* _AIM_: Copy the data word for word, keeping every line.

++++++

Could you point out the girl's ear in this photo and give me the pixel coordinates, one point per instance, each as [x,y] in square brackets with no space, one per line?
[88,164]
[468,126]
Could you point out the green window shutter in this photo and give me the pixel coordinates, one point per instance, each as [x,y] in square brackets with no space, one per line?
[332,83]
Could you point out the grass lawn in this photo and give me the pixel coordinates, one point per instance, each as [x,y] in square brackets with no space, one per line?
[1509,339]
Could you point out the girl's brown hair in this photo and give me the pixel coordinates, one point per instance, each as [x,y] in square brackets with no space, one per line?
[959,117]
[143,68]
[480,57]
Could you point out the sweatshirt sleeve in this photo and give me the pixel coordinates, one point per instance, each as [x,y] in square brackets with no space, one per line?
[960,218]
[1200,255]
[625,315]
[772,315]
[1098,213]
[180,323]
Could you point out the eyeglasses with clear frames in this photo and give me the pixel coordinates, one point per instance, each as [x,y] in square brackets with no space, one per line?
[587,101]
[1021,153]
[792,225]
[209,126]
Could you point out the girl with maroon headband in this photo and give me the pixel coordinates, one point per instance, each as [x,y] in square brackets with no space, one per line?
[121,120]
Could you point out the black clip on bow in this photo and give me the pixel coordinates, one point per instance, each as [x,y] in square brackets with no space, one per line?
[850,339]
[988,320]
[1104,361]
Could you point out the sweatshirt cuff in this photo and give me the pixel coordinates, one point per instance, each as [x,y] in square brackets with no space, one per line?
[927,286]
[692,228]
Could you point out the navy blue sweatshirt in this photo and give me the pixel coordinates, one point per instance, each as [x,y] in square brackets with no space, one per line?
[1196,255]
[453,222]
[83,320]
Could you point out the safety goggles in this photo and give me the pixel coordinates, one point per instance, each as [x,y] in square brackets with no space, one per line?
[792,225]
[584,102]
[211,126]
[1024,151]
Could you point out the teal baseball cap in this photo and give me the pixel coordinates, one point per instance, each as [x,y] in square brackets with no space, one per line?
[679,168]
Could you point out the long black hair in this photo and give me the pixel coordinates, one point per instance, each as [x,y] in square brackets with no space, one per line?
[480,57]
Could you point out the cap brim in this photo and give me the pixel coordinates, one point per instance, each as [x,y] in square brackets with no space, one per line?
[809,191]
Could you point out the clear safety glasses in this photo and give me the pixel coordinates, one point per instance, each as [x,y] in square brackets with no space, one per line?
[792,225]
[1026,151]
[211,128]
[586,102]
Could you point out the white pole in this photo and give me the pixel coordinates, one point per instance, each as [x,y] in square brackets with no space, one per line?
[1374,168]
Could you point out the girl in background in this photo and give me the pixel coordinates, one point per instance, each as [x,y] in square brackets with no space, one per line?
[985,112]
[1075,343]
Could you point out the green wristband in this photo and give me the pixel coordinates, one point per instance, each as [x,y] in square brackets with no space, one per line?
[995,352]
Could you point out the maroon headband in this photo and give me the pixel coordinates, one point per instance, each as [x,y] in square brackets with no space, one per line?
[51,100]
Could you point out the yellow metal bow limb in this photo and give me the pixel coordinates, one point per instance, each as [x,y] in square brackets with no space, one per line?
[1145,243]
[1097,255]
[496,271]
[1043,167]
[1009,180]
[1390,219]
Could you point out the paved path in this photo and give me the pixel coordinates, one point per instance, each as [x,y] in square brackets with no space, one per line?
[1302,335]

++++++

* _SOLUTION_:
Could you point out the girl's ear in this photo and give me the pixel coordinates, one point per instance, each as [x,y] in square brackets with no space, one per line?
[88,164]
[468,126]
Could you point out the green window shutter in this photo and give me the pixel coordinates, one point per instance, each as [x,y] in square brackets with no space, one per line?
[332,83]
Could you point out the grass lawn in this photo and give me the pixel coordinates, one point per instance, each as [x,y] in square brackets with no space, one per line?
[1509,339]
Could you point out the girl's brown hair in this photo and give me the pixel coordinates, one point per instance, each as [x,y] in square brackets with no space, one per line?
[959,117]
[143,68]
[480,57]
Could you point out the sweatshirt sleeve in this photo and give me the pixel coordinates, one point per instance, each as [x,y] in square brackets with no space, one per line?
[960,218]
[1200,255]
[625,315]
[772,315]
[1098,213]
[180,323]
Could you point out the eyeglasses with clear frames in this photo and give me the pixel coordinates, one point per instance, each as [x,y] in square brackets with no space, one per line?
[587,101]
[1021,153]
[792,225]
[209,126]
Could you point out the girl with maroon headband in this photo and give me the pixel coordinates, one point per instance, each as [x,y] in square brackets with no space, one per line?
[121,120]
Could you point out the black clip on bow in this photo and give me the pixel coordinates, one point per instance, each as [x,y] in square brackets with no space, one per line?
[850,339]
[988,320]
[1104,361]
Could you point out the sweatshirt cuff in this photo and give me the pixel coordinates, one point per instance, each as [x,y] in square brackets with no space, one per line?
[927,286]
[692,228]
Could you point out the navy blue sweatshirt in this photo and give me the pixel coordinates, one point per instance, each as [x,y] in square brackets with no space, one per line?
[1196,255]
[453,222]
[83,320]
Could you point out the safety goggles in this photo and give me the pixel coordinates, one point per instance, each as [x,y] in square brackets with no space, one per line?
[792,225]
[584,102]
[211,126]
[1024,151]
Could you point out the teal baseball cap in this photo and give me the pixel coordinates, one point per instance, each as [x,y] in square brackets with no space, one per line?
[679,168]
Could you point out the long black hair in this photo and give me the pixel coordinates, one point per instance, each as [x,y] in square brackets with no space, one per line?
[480,57]
Could you point out the cap brim in this photo and give me the pixel coordinates, one point per instance, each as [x,y] in square brackets with no space, one per line?
[809,191]
Could you point out the clear safety glasses in this photo and give me the pixel coordinates, one point per instance, each as [x,y] in square brackets with no space, one per line?
[792,225]
[1026,151]
[211,128]
[586,102]
Could you point out the white pole in this photo and give me the pixel coordinates, one point per instance, each as [x,y] in square brackets with no space, one per line?
[1374,168]
Could you point out the girl in background in this photo and give me the pixel coordinates, one point per instance, each as [x,y] in square brackets with no space, one per line?
[985,112]
[1075,343]
Could you point out the green wristband in this photo and give me the pixel coordinates, one point per instance, each as [x,y] in square brackets with no space, one per line?
[995,352]
Could you point out the maroon headband in this photo and give me the pixel coordinates, one point per instance, each as [x,y] in square brackets with no space, one per line?
[51,100]
Could you point out the yellow metal bow limb in this photo and give me the pixel coordinates, one point per instance, each as [x,y] in square brackets with no space, one per line?
[1145,243]
[1097,255]
[496,271]
[1043,167]
[1009,180]
[1390,219]
Could you point out the paved path in this photo and give me the pixel coordinates, one point per instance, each as [x,y] in square brackets with no space, one per line?
[1302,335]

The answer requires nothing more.